(Beginning of Supplied records)

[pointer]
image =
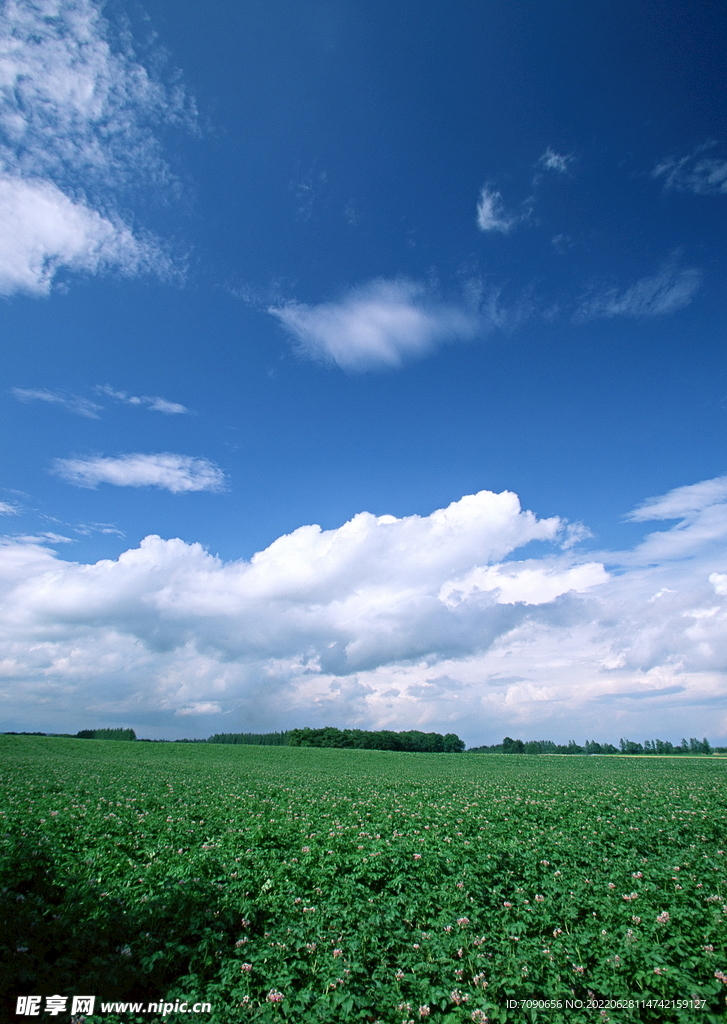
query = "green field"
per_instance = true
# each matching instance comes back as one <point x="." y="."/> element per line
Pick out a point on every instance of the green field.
<point x="360" y="885"/>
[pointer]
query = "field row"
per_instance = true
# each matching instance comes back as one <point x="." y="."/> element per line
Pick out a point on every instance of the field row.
<point x="325" y="885"/>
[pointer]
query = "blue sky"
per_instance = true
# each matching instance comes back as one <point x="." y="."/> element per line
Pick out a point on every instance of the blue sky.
<point x="305" y="307"/>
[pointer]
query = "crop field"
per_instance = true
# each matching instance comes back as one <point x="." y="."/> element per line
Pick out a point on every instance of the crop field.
<point x="289" y="884"/>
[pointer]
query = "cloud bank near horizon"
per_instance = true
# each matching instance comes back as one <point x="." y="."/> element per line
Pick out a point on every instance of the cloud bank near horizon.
<point x="479" y="617"/>
<point x="76" y="135"/>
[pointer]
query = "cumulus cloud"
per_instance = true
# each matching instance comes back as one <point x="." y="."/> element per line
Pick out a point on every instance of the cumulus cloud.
<point x="377" y="325"/>
<point x="703" y="175"/>
<point x="153" y="401"/>
<point x="71" y="402"/>
<point x="492" y="215"/>
<point x="76" y="118"/>
<point x="657" y="295"/>
<point x="430" y="622"/>
<point x="178" y="473"/>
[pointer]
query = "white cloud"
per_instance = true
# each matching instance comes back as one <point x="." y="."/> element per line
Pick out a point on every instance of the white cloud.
<point x="696" y="172"/>
<point x="492" y="215"/>
<point x="44" y="231"/>
<point x="201" y="708"/>
<point x="376" y="325"/>
<point x="72" y="402"/>
<point x="178" y="473"/>
<point x="682" y="502"/>
<point x="75" y="119"/>
<point x="553" y="161"/>
<point x="153" y="401"/>
<point x="420" y="622"/>
<point x="658" y="295"/>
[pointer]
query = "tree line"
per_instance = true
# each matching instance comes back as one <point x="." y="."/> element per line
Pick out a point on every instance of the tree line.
<point x="383" y="739"/>
<point x="510" y="745"/>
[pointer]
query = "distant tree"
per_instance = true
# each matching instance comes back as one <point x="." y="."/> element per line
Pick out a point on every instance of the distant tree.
<point x="513" y="745"/>
<point x="105" y="734"/>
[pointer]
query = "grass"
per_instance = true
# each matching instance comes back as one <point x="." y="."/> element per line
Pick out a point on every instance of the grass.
<point x="362" y="886"/>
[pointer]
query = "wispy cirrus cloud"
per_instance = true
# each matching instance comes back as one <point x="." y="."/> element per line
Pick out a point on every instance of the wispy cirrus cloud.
<point x="682" y="502"/>
<point x="153" y="401"/>
<point x="177" y="473"/>
<point x="553" y="161"/>
<point x="84" y="407"/>
<point x="703" y="175"/>
<point x="71" y="402"/>
<point x="492" y="215"/>
<point x="657" y="295"/>
<point x="77" y="110"/>
<point x="379" y="324"/>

(End of Supplied records)

Task to complete:
Take from the material above every line that includes the word "query".

Task solution:
query = "green field"
query = "field row"
query = "blue sky"
query = "crop field"
query = "cloud bank near horizon"
query = "cumulus cloud"
query = "white cloud"
query = "tree line"
query = "distant tree"
query = "grass"
query = "wispy cirrus cloud"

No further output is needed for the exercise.